*** Extrait à lire ***
Quelle différence notable va-t-il se produire, en matière
de diffusion des sondages, entre le cas où aucune interdiction
n'est édictée et la situation où une interdiction de
48 heures est imposée ? La réponse est assez simple
: quasi-aucune. En effet, la période interdite va traditionnellement
correspondre au samedi et dimanche de l'élection, c'est
à dire à un moment où la diffusion des quotidiens n'est
pas très importante. En outre, les seules victimes de
cette disposition sont essentiellement les chaînes de
télévision ou les radios qui seront dans l'obligation
de ne pas diffuser avant la fermeture de tous les bureaux
de vote ces fameuses estimations à la sortie des urnes,
ce qui est le cas actuellement.
Mais également, la disposition
telle que proposée va connaître rapidement une limite
: la diffusion de l'ancien contenu. Même si dans la
presse papier traditionnelle il est possible pour le
lecteur de dater avec précision la diffusion de tel
ou tel sondage, sur Internet, la chose sera rendue plus
difficile. Rien n'interdit aux sites Internet de laisser
en première page pendant la période interdite, une référence
assez importante à un sondage diffusé, commenté ou analyser
dans les jours qui précèdent. L'apparition dans les
gros titres d'un site Internet d'un vieux sondage ne
va-t-il pas avoir le même impact sur l'électeur - que
le projet de loi cherche à protéger de toute pression
afin d'éviter toute modification substantielle des résultats
du scrutin - que la diffusion d'un nouveau sondage ?
Plus précisément, il est
loisible aux créateurs de sites de continuer à diffuser
d'anciens sondages publiés avant la période Internet,
mais aux yeux des lecteurs, des internautes, ces sondages
vont prendre une importance toute autre. Imaginons le
cas d'un site d'information généraliste titrant pendant
trois jours "Jacques Chirac donné gagnant" ou "Lionel
Jospin donné gagnant". A la simple lecture du gros titre,
quel élément permettra à l'e-électeur de savoir que
l'information commentée a pour source un sondage diffusé
quelques jours avant le scrutin ? En outre, avec la
multiplication des supports possibles : site d'actualités,
lettres d'informations (newsletters), sites des candidats,
sites personnels, une même information peut être présentée
différemment mais aussi universellement.
*** Données enregistrées ***
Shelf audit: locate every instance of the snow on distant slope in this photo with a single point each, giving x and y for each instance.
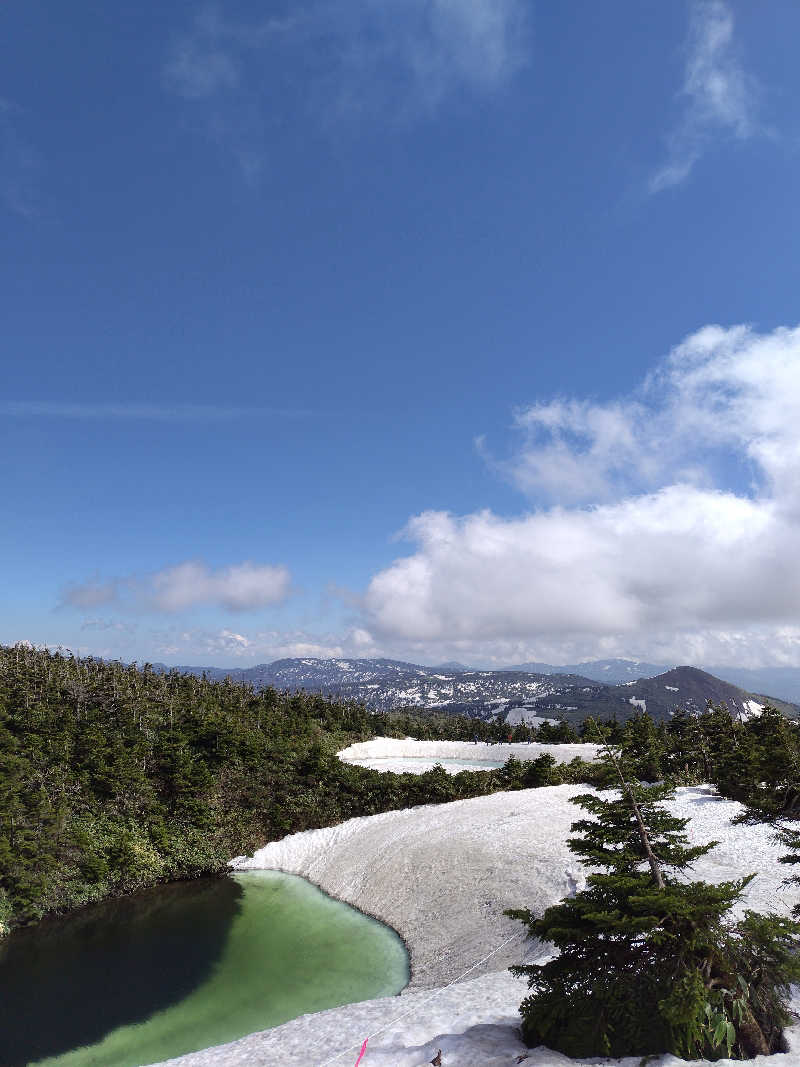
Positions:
(442, 876)
(393, 753)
***
Citez, s'il vous plaît, le passage de l'extrait sur la diffusion des sondages compris entre « Quelle différence notable » et « le cas actuellement. », ces deux bornes incluses.

Quelle différence notable va-t-il se produire, en matière
de diffusion des sondages, entre le cas où aucune interdiction
n'est édictée et la situation où une interdiction de
48 heures est imposée ? La réponse est assez simple
: quasi-aucune. En effet, la période interdite va traditionnellement
correspondre au samedi et dimanche de l'élection, c'est
à dire à un moment où la diffusion des quotidiens n'est
pas très importante. En outre, les seules victimes de
cette disposition sont essentiellement les chaînes de
télévision ou les radios qui seront dans l'obligation
de ne pas diffuser avant la fermeture de tous les bureaux
de vote ces fameuses estimations à la sortie des urnes,
ce qui est le cas actuellement.